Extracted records
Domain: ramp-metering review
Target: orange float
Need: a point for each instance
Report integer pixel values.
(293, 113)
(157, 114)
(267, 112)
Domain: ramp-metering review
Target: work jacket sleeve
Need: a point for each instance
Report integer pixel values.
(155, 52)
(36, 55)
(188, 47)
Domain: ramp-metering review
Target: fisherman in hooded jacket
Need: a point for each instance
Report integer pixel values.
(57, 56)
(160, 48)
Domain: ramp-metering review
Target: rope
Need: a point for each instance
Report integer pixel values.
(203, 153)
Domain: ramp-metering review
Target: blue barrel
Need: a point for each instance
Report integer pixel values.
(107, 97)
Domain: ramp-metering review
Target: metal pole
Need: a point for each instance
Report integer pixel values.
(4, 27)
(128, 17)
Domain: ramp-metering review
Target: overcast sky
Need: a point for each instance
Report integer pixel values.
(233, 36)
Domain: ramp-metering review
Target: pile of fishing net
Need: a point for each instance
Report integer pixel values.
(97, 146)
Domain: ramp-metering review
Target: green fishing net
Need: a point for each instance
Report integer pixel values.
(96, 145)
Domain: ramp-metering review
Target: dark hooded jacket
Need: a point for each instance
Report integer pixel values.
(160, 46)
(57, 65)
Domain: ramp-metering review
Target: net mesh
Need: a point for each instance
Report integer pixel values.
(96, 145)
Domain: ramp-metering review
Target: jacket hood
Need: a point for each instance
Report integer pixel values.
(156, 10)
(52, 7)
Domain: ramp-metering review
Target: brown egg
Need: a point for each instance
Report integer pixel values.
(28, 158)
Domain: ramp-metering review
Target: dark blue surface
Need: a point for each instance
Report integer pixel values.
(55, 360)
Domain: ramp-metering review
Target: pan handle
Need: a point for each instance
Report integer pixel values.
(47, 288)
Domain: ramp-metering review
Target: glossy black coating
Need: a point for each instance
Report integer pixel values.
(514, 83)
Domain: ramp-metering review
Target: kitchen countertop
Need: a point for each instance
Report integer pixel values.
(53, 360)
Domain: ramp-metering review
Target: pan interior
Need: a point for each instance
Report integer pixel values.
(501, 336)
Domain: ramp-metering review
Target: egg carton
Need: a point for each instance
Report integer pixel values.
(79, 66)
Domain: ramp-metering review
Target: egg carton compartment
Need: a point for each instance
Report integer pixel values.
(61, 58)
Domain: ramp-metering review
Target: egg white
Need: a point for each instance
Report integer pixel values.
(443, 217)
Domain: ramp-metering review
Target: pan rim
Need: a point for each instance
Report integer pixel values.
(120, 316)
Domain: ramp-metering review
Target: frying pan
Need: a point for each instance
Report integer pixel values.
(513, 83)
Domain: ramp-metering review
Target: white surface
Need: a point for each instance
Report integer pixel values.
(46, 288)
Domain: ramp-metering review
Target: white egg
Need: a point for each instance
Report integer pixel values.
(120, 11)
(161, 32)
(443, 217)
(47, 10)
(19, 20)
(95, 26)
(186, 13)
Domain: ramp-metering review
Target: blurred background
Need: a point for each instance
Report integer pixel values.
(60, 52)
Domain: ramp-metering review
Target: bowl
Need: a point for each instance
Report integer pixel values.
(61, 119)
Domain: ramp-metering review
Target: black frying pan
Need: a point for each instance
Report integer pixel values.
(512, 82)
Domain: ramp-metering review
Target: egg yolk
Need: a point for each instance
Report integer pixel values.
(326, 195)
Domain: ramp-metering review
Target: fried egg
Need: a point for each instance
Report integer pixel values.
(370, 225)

[TRY IT]
Nothing beyond the lines from the start of the entries through the line with "Target: metal pole" should appear. Repeat those lines exactly, both ends included.

[PROBLEM SOLUTION]
Domain: ramp-metering review
Target: orange float
Need: a point for each instance
Report integer pixel values.
(293, 113)
(157, 114)
(267, 112)
Domain: ramp-metering review
Target: work jacket sleeve
Need: a point for each instance
Report integer pixel values.
(155, 52)
(36, 55)
(188, 47)
Domain: ramp-metering review
Target: fisherman in hooded jacket
Need: a point for each instance
Report integer pixel values.
(57, 56)
(160, 48)
Domain: ramp-metering review
Target: rope
Need: a point for each instance
Report integer pixel values.
(203, 153)
Domain: ramp-metering review
Target: blue barrel
Need: a point for each instance
Report integer pixel values.
(107, 97)
Domain: ramp-metering review
Target: metal pole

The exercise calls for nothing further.